TEXT TO READ
┌──

The mediæval Church blended the commemoration of the holy three kings (Gaspar, Melchior, and Balthasar, as they were called, although other names are also assigned them), with the festival of the Epiphany (6th Jan.). This feast, which was first instituted in the Eastern Church, commenced there the annual cycle of Christian festivals, and primarily bore reference to the baptism of Christ. As the Eastern Church adopted Christmas from the West, so the Western received the Epiphany from the East, by an interchange similar to that in regard to the use of organs and bells. The first trace of its celebration in the West occurs during the latter half of the fourth century (when, according to Ammianus Marcellinus, it was observed by the Emperor Julian at Vienne in 360). So early as the time of Augustine, it was celebrated in the West as Christ’s first manifestation to the Gentiles, the precedent and warrant for it being derived from the adoration of the magi in the passage under consideration. Hence also its name—Festival of the three Kings. In process of time, three different events came to be connected with this festival: 1) The baptism of Christ; 2) Christ’s first manifestation to the Gentiles; 3) the first miracle at Cana, John 2:11. A fourth reference to the miraculous feeding of the 5000 persons was afterward added. Comp. the article Epiphanien fest in Herzog’s Real-Encyclopœdie; also in Aschbach’s Allgem. Kirchenlexicon, and in Strauss’s Kirchen-jahr. The legends on this subject gave rise, as is well known, to a strange medley of ecclesiastical and popular usages.

└──

Examples of point labeling:
┌──

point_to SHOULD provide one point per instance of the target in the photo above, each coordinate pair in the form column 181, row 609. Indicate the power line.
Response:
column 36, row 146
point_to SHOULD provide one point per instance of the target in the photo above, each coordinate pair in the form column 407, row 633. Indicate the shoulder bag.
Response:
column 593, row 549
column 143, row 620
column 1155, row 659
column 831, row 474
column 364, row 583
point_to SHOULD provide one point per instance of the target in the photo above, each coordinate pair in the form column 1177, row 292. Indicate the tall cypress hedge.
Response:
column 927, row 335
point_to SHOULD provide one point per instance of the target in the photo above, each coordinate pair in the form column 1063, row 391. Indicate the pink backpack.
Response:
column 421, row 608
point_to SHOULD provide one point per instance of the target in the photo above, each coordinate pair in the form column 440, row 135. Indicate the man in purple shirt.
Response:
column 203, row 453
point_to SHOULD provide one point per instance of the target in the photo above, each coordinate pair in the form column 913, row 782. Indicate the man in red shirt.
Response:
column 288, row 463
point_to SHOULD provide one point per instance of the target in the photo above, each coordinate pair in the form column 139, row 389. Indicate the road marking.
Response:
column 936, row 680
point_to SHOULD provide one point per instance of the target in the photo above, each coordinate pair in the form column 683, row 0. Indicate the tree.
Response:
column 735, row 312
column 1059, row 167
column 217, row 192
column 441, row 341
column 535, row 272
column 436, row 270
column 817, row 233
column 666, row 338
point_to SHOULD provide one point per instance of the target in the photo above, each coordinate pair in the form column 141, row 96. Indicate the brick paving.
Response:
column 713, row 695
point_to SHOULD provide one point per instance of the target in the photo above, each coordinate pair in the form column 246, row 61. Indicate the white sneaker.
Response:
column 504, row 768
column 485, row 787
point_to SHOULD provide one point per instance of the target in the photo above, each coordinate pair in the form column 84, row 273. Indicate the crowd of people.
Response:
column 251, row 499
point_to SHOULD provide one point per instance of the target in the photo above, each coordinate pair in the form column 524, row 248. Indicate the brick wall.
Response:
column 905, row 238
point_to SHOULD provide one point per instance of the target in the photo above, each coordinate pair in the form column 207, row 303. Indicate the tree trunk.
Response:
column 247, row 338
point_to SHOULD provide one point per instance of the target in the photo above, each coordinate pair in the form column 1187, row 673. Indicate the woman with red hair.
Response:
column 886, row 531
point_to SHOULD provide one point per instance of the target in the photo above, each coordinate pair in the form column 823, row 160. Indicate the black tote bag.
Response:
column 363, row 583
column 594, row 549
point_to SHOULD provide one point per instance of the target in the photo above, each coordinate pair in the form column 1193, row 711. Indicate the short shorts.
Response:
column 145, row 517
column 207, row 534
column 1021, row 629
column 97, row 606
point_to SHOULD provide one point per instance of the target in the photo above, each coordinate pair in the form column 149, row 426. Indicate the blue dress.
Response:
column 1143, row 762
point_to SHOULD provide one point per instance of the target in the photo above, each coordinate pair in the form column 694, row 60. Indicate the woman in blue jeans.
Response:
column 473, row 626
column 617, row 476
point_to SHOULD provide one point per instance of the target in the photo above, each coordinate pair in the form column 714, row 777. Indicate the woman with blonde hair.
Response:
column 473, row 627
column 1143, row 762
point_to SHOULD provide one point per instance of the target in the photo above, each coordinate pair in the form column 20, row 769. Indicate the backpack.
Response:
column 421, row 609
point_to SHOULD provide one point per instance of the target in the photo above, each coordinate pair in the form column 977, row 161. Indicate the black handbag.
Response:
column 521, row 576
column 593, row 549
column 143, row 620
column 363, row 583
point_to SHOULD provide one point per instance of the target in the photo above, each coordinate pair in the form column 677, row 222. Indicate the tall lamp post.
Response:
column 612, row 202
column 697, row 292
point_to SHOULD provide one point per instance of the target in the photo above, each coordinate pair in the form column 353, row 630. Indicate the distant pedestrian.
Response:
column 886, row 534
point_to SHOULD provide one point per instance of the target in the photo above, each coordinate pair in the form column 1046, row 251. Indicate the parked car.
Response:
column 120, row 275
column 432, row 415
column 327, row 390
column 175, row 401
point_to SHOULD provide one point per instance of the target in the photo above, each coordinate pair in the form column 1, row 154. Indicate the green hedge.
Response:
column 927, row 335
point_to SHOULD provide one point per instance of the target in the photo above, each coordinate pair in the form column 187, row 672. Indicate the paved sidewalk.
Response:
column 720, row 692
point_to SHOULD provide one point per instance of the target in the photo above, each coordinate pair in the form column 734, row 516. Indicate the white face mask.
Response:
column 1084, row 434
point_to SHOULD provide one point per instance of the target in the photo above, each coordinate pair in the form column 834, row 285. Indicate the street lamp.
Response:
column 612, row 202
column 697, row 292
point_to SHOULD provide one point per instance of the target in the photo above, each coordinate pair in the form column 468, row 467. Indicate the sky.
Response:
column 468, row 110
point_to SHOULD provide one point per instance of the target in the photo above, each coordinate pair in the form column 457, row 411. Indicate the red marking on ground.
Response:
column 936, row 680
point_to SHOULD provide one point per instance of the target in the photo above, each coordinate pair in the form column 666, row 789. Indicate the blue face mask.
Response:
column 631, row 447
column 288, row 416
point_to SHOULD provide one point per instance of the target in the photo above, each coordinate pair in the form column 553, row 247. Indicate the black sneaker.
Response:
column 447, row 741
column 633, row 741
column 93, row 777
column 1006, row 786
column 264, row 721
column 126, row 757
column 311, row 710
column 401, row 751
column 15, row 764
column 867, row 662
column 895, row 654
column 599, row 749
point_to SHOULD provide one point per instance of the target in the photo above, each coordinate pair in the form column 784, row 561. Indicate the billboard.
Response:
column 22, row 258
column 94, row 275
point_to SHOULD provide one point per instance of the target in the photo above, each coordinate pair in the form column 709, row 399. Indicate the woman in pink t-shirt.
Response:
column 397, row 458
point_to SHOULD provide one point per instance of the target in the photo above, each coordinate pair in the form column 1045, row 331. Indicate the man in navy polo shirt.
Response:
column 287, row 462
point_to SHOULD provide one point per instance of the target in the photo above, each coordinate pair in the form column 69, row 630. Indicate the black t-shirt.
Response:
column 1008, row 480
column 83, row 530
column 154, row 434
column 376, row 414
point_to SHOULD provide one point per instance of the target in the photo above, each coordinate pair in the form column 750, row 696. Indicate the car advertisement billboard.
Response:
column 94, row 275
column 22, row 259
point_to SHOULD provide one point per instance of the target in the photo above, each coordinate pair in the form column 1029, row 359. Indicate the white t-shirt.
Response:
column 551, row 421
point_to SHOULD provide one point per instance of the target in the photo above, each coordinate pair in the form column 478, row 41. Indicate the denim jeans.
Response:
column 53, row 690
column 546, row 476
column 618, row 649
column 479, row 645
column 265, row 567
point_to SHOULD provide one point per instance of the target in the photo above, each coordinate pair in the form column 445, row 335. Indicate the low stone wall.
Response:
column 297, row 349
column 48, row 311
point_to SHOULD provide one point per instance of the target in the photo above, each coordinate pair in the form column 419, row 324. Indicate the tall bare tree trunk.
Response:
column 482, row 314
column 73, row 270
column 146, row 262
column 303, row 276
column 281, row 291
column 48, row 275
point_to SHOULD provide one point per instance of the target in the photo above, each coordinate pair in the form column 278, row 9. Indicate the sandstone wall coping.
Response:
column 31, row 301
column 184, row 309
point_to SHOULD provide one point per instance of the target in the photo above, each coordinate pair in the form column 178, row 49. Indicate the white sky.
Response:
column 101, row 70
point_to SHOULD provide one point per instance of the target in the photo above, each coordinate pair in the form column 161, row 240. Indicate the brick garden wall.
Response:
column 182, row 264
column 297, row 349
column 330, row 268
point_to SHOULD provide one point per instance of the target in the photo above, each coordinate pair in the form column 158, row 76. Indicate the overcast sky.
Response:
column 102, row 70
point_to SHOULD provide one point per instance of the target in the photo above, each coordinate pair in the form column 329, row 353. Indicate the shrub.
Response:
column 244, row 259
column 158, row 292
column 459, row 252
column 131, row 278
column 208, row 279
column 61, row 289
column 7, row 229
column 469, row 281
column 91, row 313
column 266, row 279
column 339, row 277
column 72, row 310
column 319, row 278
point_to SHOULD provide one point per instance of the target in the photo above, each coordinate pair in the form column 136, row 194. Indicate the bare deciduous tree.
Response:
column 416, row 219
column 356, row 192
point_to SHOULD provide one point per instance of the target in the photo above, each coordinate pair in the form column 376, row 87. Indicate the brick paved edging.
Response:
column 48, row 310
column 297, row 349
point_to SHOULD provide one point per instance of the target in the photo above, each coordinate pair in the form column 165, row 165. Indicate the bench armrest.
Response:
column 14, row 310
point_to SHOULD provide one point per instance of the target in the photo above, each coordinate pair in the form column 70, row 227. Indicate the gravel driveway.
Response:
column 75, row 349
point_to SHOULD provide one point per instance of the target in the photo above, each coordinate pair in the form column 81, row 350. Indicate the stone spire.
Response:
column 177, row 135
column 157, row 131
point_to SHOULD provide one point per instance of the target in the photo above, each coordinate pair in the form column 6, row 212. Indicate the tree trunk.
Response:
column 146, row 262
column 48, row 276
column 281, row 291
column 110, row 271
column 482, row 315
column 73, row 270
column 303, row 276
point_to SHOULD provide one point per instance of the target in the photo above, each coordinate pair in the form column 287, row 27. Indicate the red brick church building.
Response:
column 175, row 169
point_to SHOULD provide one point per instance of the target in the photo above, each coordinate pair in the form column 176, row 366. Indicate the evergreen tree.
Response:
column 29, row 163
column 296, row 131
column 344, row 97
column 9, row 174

└──

TO-DO LIST
a. According to the text on the Epiphany festival, where did the Emperor Julian observe the feast in 360?
b. Resume the text on the Epiphany festival from the point where it stops.
The records have no connection to the text on the Epiphany festival.

REPLIES
a. At Vienne.

b.
We have no authentic record of the number and the social position of these magi. There must, of course, have been more than one; and they must have been persons of wealth and rank, who, in al. probability, would travel with a considerable retinue, so that their arrival at Jerusalem must have produced a sensation. That they were Gentiles and not Jews, appears from the whole tenor of the narrative; from the pointed contrast to which the Evangelist manifestly intends to draw attention; and especially from the question: “Where is the newborn King of the Jews?” Accordingly, most commentators are agreed on this question. (See Meyer, p. 63.)

Matthew 2:2. We have seen His star.—This cannot refer either to a comet (Origen and others), or a meteor, still less to an angelic apparition (Theophylact). Among the ancients, a comet was rarely considered a good omen; a meteor would blaze and burst; while an angelic vision would disappear when its object was accomplished. We have no knowledge that an entirely new star made its appearance at that time, and again disappeared. Astrologers drew their inferences not so much from an individual star, as from a constellation of stars, although the import of the vision was gathered from the presence or position of one particular star in the constellation. (See Lange’s Leben Jesu, vol. ii. p. 105.) “The famous astronomer Kepler (De Jesu Christi vero anno natalitio, Francf. 1606; comp. Münter, Stern der Weisen, Kopenhagen, 1827) has shown, that in the year 747 from the building of Rome, a very remarkable threefold conjunction of Jupiter and Saturn in the sign Pisces occurred; and that in the spring of the following year the planet Mars likewise appeared in this constellation. He regarded it as probable that an extraordinary star was conjoined with these three planets, as was the case in the year 1603. Kepler was of opinion that this conjunction formed the star of the magi. This view has been further explained and defended by Ideler in his Chronological Researches. Wieseler mentions, that, according to the statement of Münter, the Chinese astronomical tables record the appearance of a new star at a time which coincides with the fourth year before the birth of Christ. All chronological statements relating to the birth of Christ lead, according to Wieseler’s calculations, to the conclusion that Jesus was born in the year 750 from the building of Rome (four years earlier than the birth of Christ according to the usual chronology), and most probably in the month of February. The above-mentioned conjunction took place two years sooner, that is, in the year 747 and 748.”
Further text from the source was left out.